Stated exercise - Swap every occurrence of "each instance" in the records below with "every instance", and leave everything else unchanged. Reproduce the records in full, but omit the pictures.

-- Start of Recorded data --

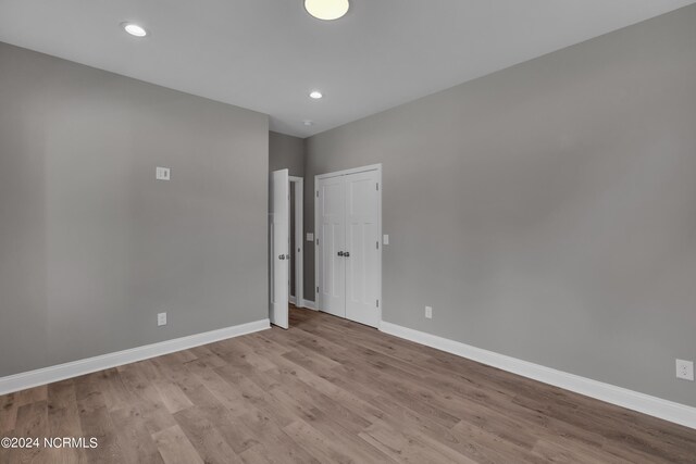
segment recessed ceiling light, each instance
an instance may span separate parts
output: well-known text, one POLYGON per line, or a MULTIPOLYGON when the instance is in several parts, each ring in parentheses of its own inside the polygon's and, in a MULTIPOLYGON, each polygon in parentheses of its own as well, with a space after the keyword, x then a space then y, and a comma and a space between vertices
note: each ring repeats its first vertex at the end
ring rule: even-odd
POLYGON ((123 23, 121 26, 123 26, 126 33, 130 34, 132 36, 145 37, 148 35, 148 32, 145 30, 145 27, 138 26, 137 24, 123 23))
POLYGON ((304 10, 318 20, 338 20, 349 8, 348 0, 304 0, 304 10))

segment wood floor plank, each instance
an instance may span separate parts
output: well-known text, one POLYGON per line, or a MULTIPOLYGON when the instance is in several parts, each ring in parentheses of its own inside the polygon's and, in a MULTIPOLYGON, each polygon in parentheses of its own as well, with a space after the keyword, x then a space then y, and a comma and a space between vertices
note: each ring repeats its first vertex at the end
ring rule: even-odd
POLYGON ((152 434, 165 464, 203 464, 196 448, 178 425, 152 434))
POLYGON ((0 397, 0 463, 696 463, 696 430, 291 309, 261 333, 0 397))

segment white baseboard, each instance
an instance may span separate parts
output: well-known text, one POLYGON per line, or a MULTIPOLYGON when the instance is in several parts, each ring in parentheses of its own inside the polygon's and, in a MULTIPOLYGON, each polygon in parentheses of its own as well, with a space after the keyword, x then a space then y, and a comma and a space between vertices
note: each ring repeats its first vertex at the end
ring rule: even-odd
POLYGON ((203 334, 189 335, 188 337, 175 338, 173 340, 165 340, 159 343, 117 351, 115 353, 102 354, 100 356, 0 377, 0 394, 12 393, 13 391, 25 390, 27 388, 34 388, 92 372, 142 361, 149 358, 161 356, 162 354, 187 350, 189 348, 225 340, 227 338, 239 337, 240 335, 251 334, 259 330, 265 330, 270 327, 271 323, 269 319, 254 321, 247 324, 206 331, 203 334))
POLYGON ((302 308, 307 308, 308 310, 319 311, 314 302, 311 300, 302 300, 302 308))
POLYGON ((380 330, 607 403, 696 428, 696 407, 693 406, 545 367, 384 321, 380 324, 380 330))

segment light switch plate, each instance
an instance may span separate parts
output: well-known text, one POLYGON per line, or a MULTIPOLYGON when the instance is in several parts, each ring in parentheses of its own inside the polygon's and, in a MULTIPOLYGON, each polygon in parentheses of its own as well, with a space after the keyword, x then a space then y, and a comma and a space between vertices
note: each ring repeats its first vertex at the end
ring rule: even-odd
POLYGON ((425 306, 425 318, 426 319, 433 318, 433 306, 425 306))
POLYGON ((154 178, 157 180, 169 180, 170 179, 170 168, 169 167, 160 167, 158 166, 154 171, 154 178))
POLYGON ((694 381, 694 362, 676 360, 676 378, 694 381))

-- End of Recorded data --

Finished exercise -
segment recessed ceiling light, every instance
an instance may span separate parts
output: well-known text, one POLYGON per line, or a MULTIPOLYGON when the instance is in several parts, each ring in parentheses of its own inside the polygon's and, in a MULTIPOLYGON, each polygon in parentheses of its own as well, with a space after the keyword, x then a space then y, and a comma and a space between vertices
note: each ring repeats its first vertex at the end
ring rule: even-odd
POLYGON ((123 23, 121 26, 123 26, 126 33, 130 34, 132 36, 145 37, 148 35, 148 32, 145 30, 145 27, 138 26, 137 24, 123 23))
POLYGON ((304 10, 318 20, 338 20, 349 8, 348 0, 304 0, 304 10))

segment wood floor plank, every instance
an instance may span separate parts
output: well-known text, one POLYGON per line, or a MULTIPOLYGON when the instance is in several parts, each ring in parentheses of its own inside the polygon's and, in a MULTIPOLYGON, each polygon in parentheses of its own as well, with a space after the keyword, x then a space then y, and a comma and a space between vertices
note: each ring repeats its first vertex at the end
ring rule: even-odd
POLYGON ((152 434, 165 464, 203 464, 196 448, 178 425, 152 434))
POLYGON ((0 397, 0 463, 696 463, 696 430, 291 309, 261 333, 0 397))

segment white baseboard, every instance
an instance may span separate parts
output: well-known text, one POLYGON per line, or a MULTIPOLYGON when the instance is in several parts, each ring in parentheses of its own inside the polygon's and, in a MULTIPOLYGON, each polygon in parentheses of its own as well, with a space after the keyword, x then a space then y, and a comma and a space between vertices
note: each ring repeats its first vertex at the end
ring rule: even-odd
POLYGON ((203 334, 189 335, 188 337, 175 338, 173 340, 165 340, 159 343, 117 351, 115 353, 102 354, 100 356, 0 377, 0 394, 12 393, 13 391, 25 390, 27 388, 34 388, 92 372, 142 361, 149 358, 161 356, 162 354, 187 350, 189 348, 225 340, 227 338, 239 337, 240 335, 251 334, 259 330, 265 330, 270 327, 271 323, 269 319, 254 321, 247 324, 206 331, 203 334))
POLYGON ((302 308, 307 308, 308 310, 319 311, 314 302, 311 300, 302 300, 302 308))
POLYGON ((380 330, 607 403, 696 428, 696 407, 693 406, 545 367, 384 321, 380 324, 380 330))

segment light switch plate, every instance
an instance may span separate parts
output: well-known text, one POLYGON per line, or a MULTIPOLYGON when the instance is in several parts, each ring in parentheses of its own inside the polygon's and, in a MULTIPOLYGON, each polygon in parentheses of its own as well, with a space after the keyword, x then a space then y, and a comma and a space between vertices
note: each ring repeats its first vertex at the end
ring rule: even-odd
POLYGON ((425 306, 425 318, 426 319, 433 318, 433 306, 425 306))
POLYGON ((154 178, 157 180, 169 180, 170 179, 170 168, 169 167, 160 167, 158 166, 154 171, 154 178))
POLYGON ((694 381, 694 362, 676 360, 676 378, 694 381))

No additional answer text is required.